▸ **Apply what you read**:
(1) In the passage about Rizzo's photo shoot with Marilyn, rewrite the part that opens with the words containing "The meeting was" and closes with "the next day.", putting "session" wherever "shoot" appears.
(2) According to the passage about Rizzo's photo shoot with Marilyn, at what time did Marilyn arrive on the second day Rizzo waited for her?

▸ **Reading text**:
● ● ● ●

The meeting was not without its conditions, though. Firstly, Rizzo was refused his request to conduct the shoot in the morning when the light
would be at its best. Jacobs was adamant this request was too much, and informed Rizzo that it was not possible. It had to be an afternoon
shoot or nothing at all. Rizzo agreed, and the meet was set for two days later at a friend’s house. Rizzo waited and waited, but no Marilyn. He
was called by Jacobs and told that she was not feeling well and would not be able to attend the shoot. Rizzo was dejected, but understood if
Marilyn wasn’t feeling well, then she wasn’t feeling well and patiently waited for her at the same location the next day.
Again, he had a long wait until Marilyn breezed in at 6pm. Sadly for him; this was just for a face-to-face apology she felt Rizzo deserved. “I’m
sorry, I’m so tired. I’ll be here tomorrow, I promise,” she told him kindly before honouring him a little kiss. This kiss melted Rizzo, and he told
her fondly “For you, I would wait a week.” This was perhaps not the best thing to say to a woman who was renowned for her lateness (as she
once said herself – “I’ve been on a calendar, but never on time!”) but true to her promise Marilyn arrived the next day when she said she
would, and what would turn out to be one of the last ever professional photo shoot with the star commenced.
Rizzo commented that Marilyn had applied her makeup herself, and even though he honestly admitted that he thought she’d made ‘a bit of a
hash of it’ (to use his very words), she was still luminous to his eyes and his lens. He commented that looking at her was like looking at all of
the world’s most beautiful women at once, all rolled into one person. Rizzo also commented that he thought Marilyn had an air of underlying
sadness about her. “I could sense how distraught she was at this last meeting, but we still took the photos. She trusted me, we knew each
other and that is so important, trust is the most important thing of all,” Rizzo said of the shoot in an interview years after Marilyn’s death.
When one views the stunningly colourful and beautifully lit photographs from this shoot, the sadness Rizzo saw can be seen on close
inspection (especially when you look into her beautiful eyes), but more than that they show Marilyn’s fresh innocence, which no amount of
personal crisis or sadness could ever truly rob her of. Sure, she looks tired in these pictures, and when we take into account her busy
schedule and other personal troubles at that very moment in time it is no surprise that she would be lethargic and perhaps not quite look her
‘red carpet’ best, but I personally think the Rizzo photographs show Marilyn in the light of a real person rather than a huge starlet.

● ● ● ●

▸ **Supplied entries**:
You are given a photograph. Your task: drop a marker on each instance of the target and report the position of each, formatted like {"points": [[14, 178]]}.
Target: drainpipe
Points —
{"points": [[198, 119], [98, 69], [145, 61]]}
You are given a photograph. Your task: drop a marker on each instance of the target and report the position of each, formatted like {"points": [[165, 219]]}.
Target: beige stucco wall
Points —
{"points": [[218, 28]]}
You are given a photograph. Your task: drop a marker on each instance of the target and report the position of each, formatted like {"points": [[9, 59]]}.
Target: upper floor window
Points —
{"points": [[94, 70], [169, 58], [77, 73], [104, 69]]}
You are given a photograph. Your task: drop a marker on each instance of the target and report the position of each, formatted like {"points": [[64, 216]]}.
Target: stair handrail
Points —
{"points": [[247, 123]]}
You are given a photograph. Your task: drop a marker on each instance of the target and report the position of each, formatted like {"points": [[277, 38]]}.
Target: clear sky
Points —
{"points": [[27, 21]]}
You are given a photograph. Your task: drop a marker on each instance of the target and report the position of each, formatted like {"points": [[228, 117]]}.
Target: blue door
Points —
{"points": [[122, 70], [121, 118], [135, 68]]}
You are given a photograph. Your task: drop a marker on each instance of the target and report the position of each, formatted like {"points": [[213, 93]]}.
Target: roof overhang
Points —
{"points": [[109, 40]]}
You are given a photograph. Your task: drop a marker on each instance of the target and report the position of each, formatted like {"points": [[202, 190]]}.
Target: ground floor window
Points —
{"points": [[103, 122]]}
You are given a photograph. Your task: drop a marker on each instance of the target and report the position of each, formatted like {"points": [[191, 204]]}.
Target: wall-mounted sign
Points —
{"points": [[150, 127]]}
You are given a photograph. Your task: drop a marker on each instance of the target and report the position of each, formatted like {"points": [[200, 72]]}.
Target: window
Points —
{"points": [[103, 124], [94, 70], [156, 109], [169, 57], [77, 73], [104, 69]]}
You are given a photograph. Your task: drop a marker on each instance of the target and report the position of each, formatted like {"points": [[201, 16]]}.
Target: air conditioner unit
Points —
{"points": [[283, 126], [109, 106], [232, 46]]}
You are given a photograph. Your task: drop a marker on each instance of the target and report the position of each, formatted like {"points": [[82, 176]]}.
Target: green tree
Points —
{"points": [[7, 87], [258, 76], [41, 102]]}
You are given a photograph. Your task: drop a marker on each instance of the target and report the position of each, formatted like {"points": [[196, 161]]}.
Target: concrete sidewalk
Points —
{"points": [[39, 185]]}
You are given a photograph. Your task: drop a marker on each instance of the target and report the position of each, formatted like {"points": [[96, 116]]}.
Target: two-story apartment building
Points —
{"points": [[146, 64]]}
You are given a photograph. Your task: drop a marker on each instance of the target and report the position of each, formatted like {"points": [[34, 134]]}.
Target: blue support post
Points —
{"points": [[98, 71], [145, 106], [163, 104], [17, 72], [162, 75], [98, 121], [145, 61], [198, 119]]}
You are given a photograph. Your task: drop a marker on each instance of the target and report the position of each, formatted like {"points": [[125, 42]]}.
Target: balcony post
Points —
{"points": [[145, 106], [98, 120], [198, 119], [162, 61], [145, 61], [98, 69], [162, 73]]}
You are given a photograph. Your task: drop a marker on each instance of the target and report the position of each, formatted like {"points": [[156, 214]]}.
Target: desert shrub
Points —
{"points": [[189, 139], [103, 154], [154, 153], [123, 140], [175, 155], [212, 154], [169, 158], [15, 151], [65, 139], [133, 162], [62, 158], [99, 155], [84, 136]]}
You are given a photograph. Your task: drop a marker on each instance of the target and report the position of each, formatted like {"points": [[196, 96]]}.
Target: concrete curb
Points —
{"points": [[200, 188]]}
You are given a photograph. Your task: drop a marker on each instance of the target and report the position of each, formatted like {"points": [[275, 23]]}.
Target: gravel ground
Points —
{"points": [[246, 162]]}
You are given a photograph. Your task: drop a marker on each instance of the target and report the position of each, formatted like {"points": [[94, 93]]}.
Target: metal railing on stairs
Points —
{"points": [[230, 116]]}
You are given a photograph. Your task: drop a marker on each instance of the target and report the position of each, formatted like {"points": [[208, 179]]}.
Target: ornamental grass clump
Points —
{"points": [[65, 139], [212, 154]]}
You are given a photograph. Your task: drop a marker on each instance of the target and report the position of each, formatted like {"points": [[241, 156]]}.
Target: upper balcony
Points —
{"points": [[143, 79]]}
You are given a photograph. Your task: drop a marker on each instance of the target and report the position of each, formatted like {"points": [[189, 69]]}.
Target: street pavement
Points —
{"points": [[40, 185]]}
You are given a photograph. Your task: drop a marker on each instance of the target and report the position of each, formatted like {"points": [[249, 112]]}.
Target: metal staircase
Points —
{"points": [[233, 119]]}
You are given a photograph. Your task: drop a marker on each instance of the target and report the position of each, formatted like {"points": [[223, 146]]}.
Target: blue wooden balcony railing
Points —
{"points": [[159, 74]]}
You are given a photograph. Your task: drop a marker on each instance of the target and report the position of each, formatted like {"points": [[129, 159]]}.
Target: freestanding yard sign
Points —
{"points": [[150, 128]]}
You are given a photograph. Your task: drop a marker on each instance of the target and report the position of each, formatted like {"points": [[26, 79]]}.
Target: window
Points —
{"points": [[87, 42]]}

● ● ● ●

▸ **Solutions to the problems**:
(1)
The meeting was not without its conditions, though. Firstly, Rizzo was refused his request to conduct the session in the morning when the light
would be at its best. Jacobs was adamant this request was too much, and informed Rizzo that it was not possible. It had to be an afternoon
session or nothing at all. Rizzo agreed, and the meet was set for two days later at a friend’s house. Rizzo waited and waited, but no Marilyn. He
was called by Jacobs and told that she was not feeling well and would not be able to attend the session. Rizzo was dejected, but understood if
Marilyn wasn’t feeling well, then she wasn’t feeling well and patiently waited for her at the same location the next day.

(2) She arrived at 6pm.